§ **Tasks to complete**
1. Decide whether each statement agrees with the essay on the Cold War and fiction below. Answer yes or no for each, and quote the words from the essay that settle it.
(a) The writer was in grade 8 on September 11th.
(b) The writer's hometown had about 50,000 people.
(c) The writer thinks the film of The Hunt For Red October is better than the book.
2. Use the essay on the Cold War and fiction below to answer these questions.
(a) In what year was the writer born?
(b) Which film showed the writer why "mutually assured destruction" fails as a political strategy?
(c) In Canadian Bacon, which country doesn't notice the Cold War?
3. Carry on the essay on the Cold War and fiction below, starting after its last sentence.

§ **Source passage**
+ + + +
Cold War & Fiction

I was born in 1988 and, growing up, had no idea of the important political events that were unfolding in the world at the time. The first time that something from outside my hometown of 5 000 people really affected me was September 11th. I was in grade 8. I knew that there had been a “Cold War” but didn’t know what it meant. In television shows, people would use the term “nuclear bomb” but I didn’t understand the fear it instilled. As I grew older, I started consuming more adult media but it was too late; the words just didn’t drive the same impact as I could tell they were meant to.

Canadian Bacon, a film in which American starts a Cold War with Canada (but Canada doesn’t notice) let me see how ridiculous some people thought the preceding few decades had been. Dr. Strangelove showed me why exactly “mutually assured destruction” doesn’t work as a viable political strategy. The Hunt For Red October (fantastic movie, better book) showed me the kind of fear nuclear weapons could inspire in people. It also showed me how anyone with an English accent can play European roles in general.
+ + + +
§ **Dataset excerpts**
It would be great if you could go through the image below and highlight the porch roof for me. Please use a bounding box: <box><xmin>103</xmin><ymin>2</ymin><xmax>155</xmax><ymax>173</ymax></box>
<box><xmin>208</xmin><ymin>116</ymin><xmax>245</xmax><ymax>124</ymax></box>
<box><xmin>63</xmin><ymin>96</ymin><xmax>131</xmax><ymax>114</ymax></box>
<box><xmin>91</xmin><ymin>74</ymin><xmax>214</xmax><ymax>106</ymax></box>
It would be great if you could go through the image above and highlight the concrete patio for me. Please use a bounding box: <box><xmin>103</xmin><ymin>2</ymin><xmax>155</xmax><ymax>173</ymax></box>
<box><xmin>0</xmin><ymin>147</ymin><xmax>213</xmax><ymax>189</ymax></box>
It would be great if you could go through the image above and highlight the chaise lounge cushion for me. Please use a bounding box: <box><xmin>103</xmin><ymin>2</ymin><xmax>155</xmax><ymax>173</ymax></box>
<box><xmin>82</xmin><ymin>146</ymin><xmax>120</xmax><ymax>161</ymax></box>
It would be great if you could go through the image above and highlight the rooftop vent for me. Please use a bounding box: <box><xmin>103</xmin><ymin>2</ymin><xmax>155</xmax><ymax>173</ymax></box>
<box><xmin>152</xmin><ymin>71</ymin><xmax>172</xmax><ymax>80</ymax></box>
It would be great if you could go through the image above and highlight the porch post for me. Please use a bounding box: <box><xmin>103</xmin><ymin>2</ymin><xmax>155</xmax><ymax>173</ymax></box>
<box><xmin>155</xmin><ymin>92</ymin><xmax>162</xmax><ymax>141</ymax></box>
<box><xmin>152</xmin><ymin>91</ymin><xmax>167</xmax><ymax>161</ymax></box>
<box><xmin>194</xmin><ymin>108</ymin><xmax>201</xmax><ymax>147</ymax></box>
+ + + +
§ **Answers for the exercise**
1.
(a) Yes: "I was in grade 8."
(b) No: "my hometown of 5 000 people"
(c) No: "(fantastic movie, better book)"

2.
(a) 1988
(b) Dr. Strangelove
(c) Canada

3.
After reading a book on the history of uranium, I learned more about the Manhattan Project, the nuclear arms race, the Cold War, uranium mining politics in Australia, and how fission technology is being used to influence Pakistan’s current politics and culture. I’ve since gone back and re-watched The Hunt for Red October, all the James Bond movies, and an episode of Stargate: SG-1 with a planet in a Cold War itself. Every time it was mentioned, I reflected on what I heard.

The thing that has really struck me the most was the impact the Cold War had on our culture and, by extension, our media. It informed the characters’ beliefs, actions, and stories. I finally realized that, even though it was over by the time I had really heard of it, the Cold War had been a pretty big deal.

I still don’t know that much about the politics of the post-World War II world. Everything I can even say I know about has been taught to me by fiction. And that kind of bothers me.